What this exercise asks:
1. Answer these questions using the Minecraft text.
(a) In what year was Minecraft released?
(b) How old is Ethan Stein?
(c) Where do Minecraft followers share their creations?
2. Write the next part of the text about Minecraft, starting after its last sentence.

Exercise text:
Many adults spent hours as children creating imaginary worlds out of legos (free from design prescription in the days before the company created lego objects for you). Now many of their children, both boys and girls — as well as many adults — are doing the same in a game called Minecraft, where single or group players dig for raw materials and create worlds out of a repeating cubic blocks in computer-generated “biomes.”
Much of the game involves building – in an undirected way — and the results are often astonishing. See the “Modern-style” home below by 13 year-old Ethan Stein, a guest on the show (listen to the audio below).
Minecraft was created by a Swedish designer name Markus “Notch” Persson, and released in 2009; it now has legions of followers who share their creations on YouTube. Now a book about Persson and the game has been published in English. It’s called Minecraft: The Unlikely Tale of Markus Notch Persson and the Game that Changed Everything and it’s rags to riches tale of an introverted young man in a troubled home with a gift for programming, that also takes the reader on a fascinating ride through the world of indie video game design.

Records from a data source:

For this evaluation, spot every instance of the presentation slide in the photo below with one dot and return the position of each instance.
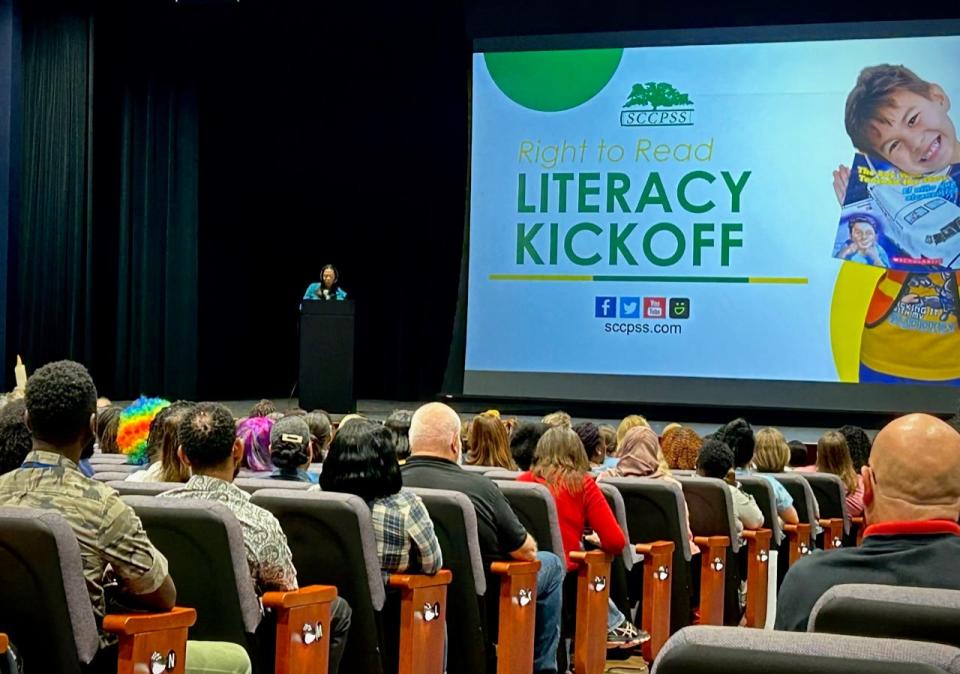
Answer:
(770, 223)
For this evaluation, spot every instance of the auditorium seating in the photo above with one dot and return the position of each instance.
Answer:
(45, 607)
(482, 602)
(720, 650)
(537, 511)
(830, 493)
(203, 543)
(889, 611)
(332, 541)
(128, 488)
(656, 512)
(713, 522)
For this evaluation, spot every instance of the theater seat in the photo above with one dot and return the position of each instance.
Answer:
(332, 540)
(720, 650)
(203, 543)
(45, 608)
(889, 611)
(127, 488)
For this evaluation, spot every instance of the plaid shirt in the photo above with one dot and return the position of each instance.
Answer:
(405, 537)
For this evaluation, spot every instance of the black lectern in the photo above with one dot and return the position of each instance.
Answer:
(326, 355)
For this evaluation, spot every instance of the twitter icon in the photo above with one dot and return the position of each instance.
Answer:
(629, 307)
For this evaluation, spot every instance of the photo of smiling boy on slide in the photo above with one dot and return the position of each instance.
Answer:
(909, 325)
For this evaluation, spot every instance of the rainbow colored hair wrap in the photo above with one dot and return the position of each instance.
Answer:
(135, 427)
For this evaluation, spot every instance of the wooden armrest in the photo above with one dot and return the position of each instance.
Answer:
(517, 610)
(313, 594)
(413, 581)
(423, 613)
(713, 569)
(758, 556)
(129, 624)
(303, 628)
(657, 590)
(151, 638)
(517, 568)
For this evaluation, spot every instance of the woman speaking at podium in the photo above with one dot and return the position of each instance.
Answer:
(328, 288)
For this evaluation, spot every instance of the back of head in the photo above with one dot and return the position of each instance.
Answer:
(558, 418)
(488, 442)
(560, 459)
(15, 440)
(254, 432)
(523, 442)
(681, 446)
(60, 399)
(872, 93)
(715, 459)
(914, 471)
(434, 429)
(628, 422)
(834, 457)
(290, 443)
(738, 436)
(798, 454)
(108, 425)
(771, 454)
(164, 439)
(362, 460)
(133, 431)
(858, 442)
(589, 434)
(399, 424)
(207, 435)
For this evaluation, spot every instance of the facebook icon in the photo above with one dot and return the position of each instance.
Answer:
(605, 307)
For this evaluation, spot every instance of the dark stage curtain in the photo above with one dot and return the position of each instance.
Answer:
(108, 245)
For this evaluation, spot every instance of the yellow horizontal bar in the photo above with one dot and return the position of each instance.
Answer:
(538, 277)
(778, 279)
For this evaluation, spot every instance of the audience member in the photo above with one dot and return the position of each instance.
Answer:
(858, 442)
(833, 456)
(558, 418)
(489, 445)
(291, 450)
(321, 433)
(61, 408)
(436, 448)
(15, 440)
(162, 443)
(254, 436)
(134, 428)
(523, 442)
(716, 460)
(108, 423)
(363, 461)
(213, 452)
(561, 464)
(399, 424)
(680, 447)
(798, 454)
(911, 495)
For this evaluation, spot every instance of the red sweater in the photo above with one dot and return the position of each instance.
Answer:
(576, 511)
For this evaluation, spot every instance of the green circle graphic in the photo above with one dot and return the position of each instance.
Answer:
(551, 81)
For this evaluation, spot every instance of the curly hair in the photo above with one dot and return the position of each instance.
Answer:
(858, 442)
(60, 398)
(15, 439)
(207, 435)
(681, 446)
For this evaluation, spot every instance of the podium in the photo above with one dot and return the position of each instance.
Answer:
(326, 355)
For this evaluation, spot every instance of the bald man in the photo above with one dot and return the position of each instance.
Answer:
(435, 455)
(911, 494)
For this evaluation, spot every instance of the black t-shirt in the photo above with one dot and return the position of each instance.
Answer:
(904, 560)
(498, 528)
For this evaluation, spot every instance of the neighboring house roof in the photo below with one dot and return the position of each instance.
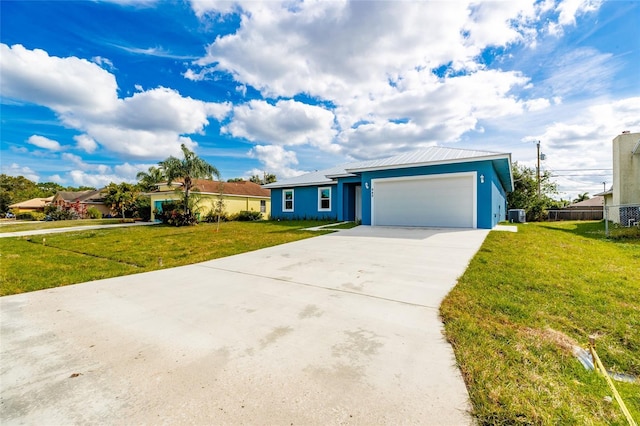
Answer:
(93, 195)
(424, 157)
(596, 201)
(34, 203)
(244, 188)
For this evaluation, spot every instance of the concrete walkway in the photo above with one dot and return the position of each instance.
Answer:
(71, 229)
(338, 329)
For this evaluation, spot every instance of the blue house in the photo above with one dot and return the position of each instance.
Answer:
(433, 187)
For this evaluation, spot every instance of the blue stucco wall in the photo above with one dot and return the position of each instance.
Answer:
(305, 203)
(489, 201)
(490, 196)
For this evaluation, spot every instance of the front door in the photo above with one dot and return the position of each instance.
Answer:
(358, 203)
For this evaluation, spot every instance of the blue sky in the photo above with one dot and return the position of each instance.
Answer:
(95, 91)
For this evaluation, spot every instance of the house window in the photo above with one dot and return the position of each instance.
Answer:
(287, 200)
(324, 199)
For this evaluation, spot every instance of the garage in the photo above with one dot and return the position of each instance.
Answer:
(443, 200)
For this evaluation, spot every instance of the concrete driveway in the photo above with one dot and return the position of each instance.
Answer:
(337, 329)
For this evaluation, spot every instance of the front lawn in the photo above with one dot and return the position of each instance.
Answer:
(31, 226)
(45, 261)
(526, 299)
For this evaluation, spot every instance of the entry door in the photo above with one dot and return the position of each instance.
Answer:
(358, 203)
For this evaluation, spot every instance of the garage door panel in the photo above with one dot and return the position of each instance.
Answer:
(442, 201)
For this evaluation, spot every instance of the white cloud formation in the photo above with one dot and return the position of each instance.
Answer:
(288, 123)
(148, 124)
(578, 144)
(86, 143)
(45, 143)
(276, 160)
(394, 75)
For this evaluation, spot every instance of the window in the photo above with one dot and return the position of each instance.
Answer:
(287, 200)
(324, 199)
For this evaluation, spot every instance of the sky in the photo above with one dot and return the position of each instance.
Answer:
(93, 92)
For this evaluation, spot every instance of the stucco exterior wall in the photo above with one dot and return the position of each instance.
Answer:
(305, 203)
(626, 169)
(490, 204)
(232, 204)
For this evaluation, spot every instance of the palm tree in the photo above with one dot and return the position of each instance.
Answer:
(148, 180)
(189, 168)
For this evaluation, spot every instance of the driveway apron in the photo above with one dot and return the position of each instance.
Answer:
(337, 329)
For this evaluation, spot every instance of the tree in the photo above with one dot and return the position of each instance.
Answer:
(525, 194)
(267, 178)
(187, 169)
(582, 197)
(121, 197)
(148, 180)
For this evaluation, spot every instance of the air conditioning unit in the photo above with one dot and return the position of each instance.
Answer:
(517, 216)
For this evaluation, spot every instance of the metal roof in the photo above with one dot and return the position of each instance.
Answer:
(424, 157)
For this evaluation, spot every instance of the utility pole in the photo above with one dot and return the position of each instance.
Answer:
(538, 170)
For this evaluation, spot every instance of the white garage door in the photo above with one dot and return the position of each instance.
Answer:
(447, 200)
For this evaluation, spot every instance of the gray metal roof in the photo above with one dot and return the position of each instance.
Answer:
(428, 156)
(434, 154)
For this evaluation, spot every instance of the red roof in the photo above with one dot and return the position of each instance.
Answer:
(244, 187)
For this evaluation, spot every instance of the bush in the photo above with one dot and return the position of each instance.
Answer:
(247, 216)
(38, 216)
(24, 216)
(143, 208)
(212, 217)
(94, 213)
(61, 213)
(180, 218)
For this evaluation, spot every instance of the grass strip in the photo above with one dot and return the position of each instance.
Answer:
(28, 264)
(526, 299)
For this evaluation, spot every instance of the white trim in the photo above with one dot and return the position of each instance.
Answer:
(472, 175)
(320, 189)
(284, 209)
(430, 163)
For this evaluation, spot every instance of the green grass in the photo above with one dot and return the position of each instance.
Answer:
(346, 225)
(28, 264)
(31, 226)
(525, 299)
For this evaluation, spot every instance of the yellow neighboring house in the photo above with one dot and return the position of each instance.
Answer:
(32, 205)
(236, 196)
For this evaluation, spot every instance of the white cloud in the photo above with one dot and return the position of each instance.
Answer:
(148, 124)
(276, 160)
(86, 143)
(287, 123)
(62, 84)
(45, 143)
(103, 62)
(582, 141)
(373, 64)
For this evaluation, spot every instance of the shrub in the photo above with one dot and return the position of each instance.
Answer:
(38, 216)
(24, 216)
(143, 208)
(94, 213)
(61, 213)
(212, 217)
(247, 216)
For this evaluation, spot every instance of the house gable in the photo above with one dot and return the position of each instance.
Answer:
(488, 179)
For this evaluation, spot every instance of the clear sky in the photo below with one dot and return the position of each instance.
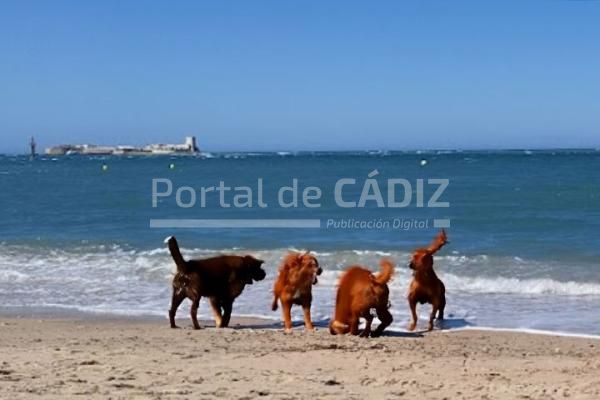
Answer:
(321, 75)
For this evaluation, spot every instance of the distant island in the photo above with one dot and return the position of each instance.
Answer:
(187, 147)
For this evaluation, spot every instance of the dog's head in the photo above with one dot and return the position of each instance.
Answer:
(304, 264)
(422, 259)
(253, 269)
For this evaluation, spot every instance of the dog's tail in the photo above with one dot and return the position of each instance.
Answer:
(176, 254)
(386, 271)
(440, 240)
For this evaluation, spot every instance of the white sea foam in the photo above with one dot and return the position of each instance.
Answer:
(116, 279)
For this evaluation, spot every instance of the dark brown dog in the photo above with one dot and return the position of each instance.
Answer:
(221, 278)
(297, 274)
(426, 287)
(359, 291)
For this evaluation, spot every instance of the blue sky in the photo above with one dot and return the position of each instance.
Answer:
(275, 75)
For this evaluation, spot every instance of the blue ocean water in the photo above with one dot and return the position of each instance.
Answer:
(523, 252)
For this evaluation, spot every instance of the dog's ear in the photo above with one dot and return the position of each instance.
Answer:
(440, 240)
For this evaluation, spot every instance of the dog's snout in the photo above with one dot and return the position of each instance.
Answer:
(261, 274)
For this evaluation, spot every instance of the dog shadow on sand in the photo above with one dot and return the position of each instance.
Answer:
(323, 324)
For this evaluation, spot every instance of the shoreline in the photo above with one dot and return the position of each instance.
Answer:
(144, 358)
(239, 321)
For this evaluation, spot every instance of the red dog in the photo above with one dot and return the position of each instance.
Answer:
(426, 287)
(297, 274)
(359, 291)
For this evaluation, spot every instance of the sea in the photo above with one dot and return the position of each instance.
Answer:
(77, 232)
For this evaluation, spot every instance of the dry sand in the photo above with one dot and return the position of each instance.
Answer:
(133, 358)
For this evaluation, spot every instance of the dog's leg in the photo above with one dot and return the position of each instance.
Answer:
(354, 321)
(412, 303)
(367, 331)
(194, 312)
(176, 300)
(434, 310)
(442, 306)
(307, 319)
(227, 308)
(386, 319)
(216, 306)
(286, 313)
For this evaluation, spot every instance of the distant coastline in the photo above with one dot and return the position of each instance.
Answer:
(188, 147)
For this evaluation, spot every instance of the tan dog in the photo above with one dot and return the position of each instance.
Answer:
(297, 274)
(359, 291)
(426, 287)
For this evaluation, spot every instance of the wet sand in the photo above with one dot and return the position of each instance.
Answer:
(134, 358)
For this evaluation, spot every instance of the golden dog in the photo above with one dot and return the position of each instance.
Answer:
(297, 274)
(359, 291)
(426, 287)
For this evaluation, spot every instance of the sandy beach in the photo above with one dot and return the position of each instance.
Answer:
(119, 358)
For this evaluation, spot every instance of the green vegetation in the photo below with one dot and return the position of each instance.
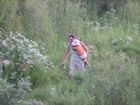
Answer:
(33, 38)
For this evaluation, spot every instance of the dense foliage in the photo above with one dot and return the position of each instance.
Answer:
(33, 35)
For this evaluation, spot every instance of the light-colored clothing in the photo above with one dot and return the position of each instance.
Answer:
(75, 63)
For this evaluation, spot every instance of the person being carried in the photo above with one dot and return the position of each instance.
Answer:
(81, 49)
(78, 57)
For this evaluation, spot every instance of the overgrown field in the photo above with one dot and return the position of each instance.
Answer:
(33, 39)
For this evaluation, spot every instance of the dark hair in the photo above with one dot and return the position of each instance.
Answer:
(72, 35)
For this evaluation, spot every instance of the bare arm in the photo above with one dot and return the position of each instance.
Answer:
(84, 46)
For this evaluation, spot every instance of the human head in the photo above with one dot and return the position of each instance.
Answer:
(71, 37)
(75, 42)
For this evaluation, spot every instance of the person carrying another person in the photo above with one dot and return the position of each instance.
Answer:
(78, 57)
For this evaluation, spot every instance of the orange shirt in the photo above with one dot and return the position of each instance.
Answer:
(79, 49)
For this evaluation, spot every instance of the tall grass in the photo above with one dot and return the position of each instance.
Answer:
(113, 43)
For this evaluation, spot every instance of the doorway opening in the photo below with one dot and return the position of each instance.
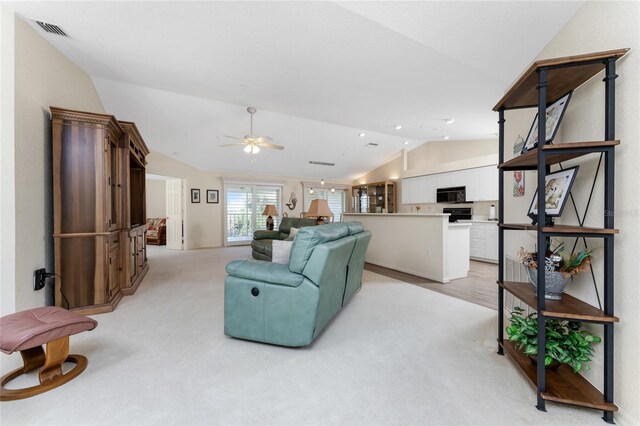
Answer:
(165, 198)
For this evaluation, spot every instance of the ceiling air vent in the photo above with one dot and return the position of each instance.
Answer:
(322, 163)
(51, 28)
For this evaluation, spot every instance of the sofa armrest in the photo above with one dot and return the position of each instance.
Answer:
(259, 270)
(266, 235)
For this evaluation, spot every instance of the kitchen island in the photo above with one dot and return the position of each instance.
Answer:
(426, 245)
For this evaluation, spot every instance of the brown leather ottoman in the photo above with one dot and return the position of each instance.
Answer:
(26, 332)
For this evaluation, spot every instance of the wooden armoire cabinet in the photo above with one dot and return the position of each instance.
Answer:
(93, 211)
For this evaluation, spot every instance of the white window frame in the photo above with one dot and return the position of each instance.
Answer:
(253, 184)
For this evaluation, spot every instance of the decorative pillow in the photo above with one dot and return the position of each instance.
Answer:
(280, 251)
(293, 232)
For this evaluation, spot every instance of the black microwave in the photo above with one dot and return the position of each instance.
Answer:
(455, 194)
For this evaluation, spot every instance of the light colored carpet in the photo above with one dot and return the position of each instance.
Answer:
(398, 354)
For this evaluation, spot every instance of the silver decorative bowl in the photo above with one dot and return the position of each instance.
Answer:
(554, 283)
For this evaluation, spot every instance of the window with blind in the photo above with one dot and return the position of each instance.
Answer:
(336, 201)
(244, 205)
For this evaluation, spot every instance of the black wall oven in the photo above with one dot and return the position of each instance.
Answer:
(454, 194)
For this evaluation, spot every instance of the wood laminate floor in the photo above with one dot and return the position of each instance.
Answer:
(479, 287)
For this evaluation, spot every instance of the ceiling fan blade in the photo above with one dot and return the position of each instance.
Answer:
(270, 145)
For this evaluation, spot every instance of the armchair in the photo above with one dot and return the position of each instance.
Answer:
(157, 231)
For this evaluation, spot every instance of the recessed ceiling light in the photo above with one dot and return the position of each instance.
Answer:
(322, 163)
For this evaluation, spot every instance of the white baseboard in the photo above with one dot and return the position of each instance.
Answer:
(621, 418)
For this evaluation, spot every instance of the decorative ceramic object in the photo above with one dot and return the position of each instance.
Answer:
(554, 283)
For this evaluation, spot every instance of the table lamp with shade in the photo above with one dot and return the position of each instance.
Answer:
(319, 209)
(270, 211)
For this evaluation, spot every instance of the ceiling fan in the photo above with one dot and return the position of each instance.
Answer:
(253, 143)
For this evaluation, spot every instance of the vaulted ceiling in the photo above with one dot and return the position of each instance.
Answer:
(319, 73)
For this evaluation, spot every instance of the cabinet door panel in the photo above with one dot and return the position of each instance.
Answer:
(78, 166)
(491, 244)
(423, 189)
(408, 190)
(472, 184)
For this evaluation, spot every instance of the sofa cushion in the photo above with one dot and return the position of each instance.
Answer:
(308, 238)
(354, 227)
(263, 246)
(259, 270)
(280, 251)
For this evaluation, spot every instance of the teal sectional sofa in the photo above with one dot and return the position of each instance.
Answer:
(290, 305)
(261, 246)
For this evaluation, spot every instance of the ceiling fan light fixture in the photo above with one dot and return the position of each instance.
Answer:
(251, 149)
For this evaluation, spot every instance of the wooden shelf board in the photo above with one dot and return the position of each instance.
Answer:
(555, 154)
(559, 229)
(562, 385)
(567, 308)
(563, 75)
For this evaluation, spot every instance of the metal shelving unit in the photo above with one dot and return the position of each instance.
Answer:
(543, 83)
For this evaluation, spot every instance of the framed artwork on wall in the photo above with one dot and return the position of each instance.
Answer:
(195, 195)
(212, 196)
(555, 112)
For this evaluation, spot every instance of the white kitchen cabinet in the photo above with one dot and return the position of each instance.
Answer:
(409, 190)
(483, 241)
(481, 185)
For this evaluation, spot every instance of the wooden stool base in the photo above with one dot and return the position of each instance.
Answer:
(14, 394)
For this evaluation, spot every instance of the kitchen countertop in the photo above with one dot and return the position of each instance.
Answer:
(398, 214)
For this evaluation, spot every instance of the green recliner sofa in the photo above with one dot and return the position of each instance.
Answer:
(261, 246)
(290, 305)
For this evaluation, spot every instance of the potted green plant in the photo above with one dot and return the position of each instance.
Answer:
(557, 268)
(565, 341)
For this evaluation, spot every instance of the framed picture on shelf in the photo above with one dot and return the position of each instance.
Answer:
(555, 112)
(518, 183)
(556, 192)
(212, 196)
(195, 195)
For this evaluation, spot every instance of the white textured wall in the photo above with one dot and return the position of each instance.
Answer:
(204, 226)
(596, 27)
(435, 157)
(7, 166)
(434, 153)
(156, 195)
(43, 77)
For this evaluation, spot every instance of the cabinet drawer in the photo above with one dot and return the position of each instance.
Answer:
(477, 233)
(477, 252)
(477, 243)
(114, 241)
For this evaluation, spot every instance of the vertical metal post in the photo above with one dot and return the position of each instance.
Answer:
(609, 216)
(542, 136)
(500, 232)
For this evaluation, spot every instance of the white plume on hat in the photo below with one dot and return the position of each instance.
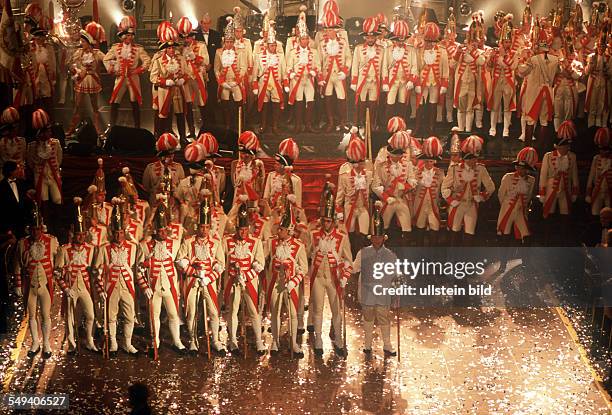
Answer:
(347, 137)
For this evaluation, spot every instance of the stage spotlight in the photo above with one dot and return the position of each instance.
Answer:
(128, 6)
(465, 9)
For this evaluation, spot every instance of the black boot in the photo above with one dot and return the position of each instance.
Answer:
(189, 118)
(180, 126)
(202, 112)
(299, 117)
(114, 114)
(264, 118)
(136, 114)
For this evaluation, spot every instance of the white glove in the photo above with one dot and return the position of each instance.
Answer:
(182, 263)
(241, 280)
(256, 266)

Results in order:
1.
(a) 2009
(b) 13
(c) On YouTube

2.
The authors are Swedish tech writers Daniel Goldberg and Linus Larsson. DnA spoke with them on Skype last week. Among the revelations the pair shared in the conversation: Stockholm, Sweden “punches above its weight” in the gaming industry, in part because when Persson was growing up, the Swedish government subsidized the purchase of a computer for all Swedish families!
Incidentally, Markus Persson started out as a child playing legos. Now Lego has licensed Minecraft.